* [Te maken opgave] Citeer alle regels hieronder woord voor woord, maar laat de afbeeldingen weg in je antwoord.

(Gegevensoverzicht)

--

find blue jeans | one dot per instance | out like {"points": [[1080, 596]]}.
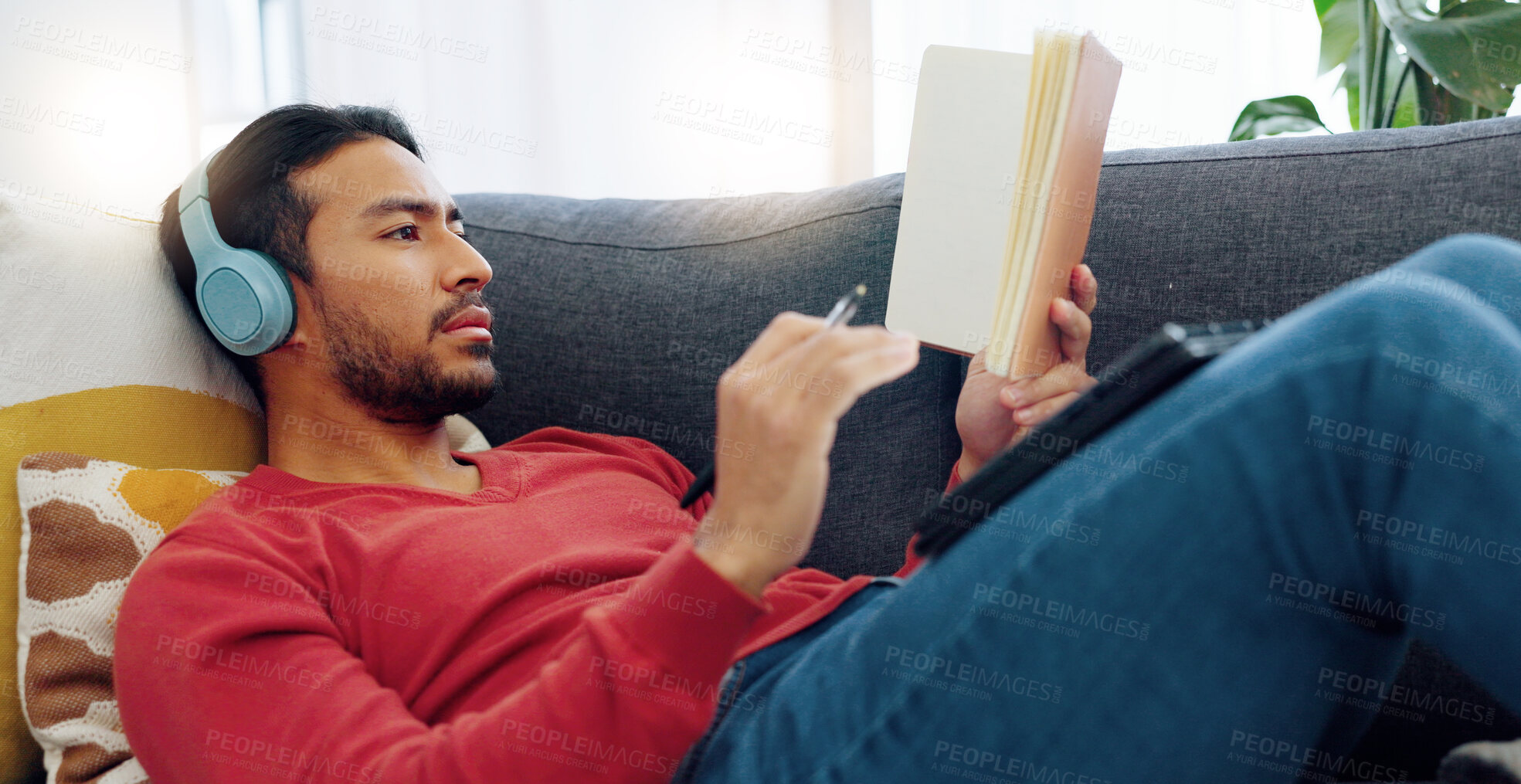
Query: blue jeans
{"points": [[1222, 588]]}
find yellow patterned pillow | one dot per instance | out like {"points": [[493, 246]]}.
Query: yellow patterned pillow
{"points": [[86, 525]]}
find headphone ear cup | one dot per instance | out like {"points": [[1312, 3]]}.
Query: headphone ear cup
{"points": [[246, 300]]}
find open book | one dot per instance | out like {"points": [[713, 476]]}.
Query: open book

--

* [De oplossing]
find blue jeans | one dot per instance | out like {"points": [[1080, 596]]}.
Query: blue jeans
{"points": [[1222, 588]]}
find yellow patterned pillow | one dot per instance | out like {"points": [[493, 246]]}.
Query: yellow patterned pillow
{"points": [[86, 525]]}
find headphone ear cup | one dot per instance | out like {"points": [[1312, 3]]}.
Query: headphone ear cup
{"points": [[246, 300]]}
find open book | one dot per instance | out like {"points": [[713, 476]]}.
Query: open book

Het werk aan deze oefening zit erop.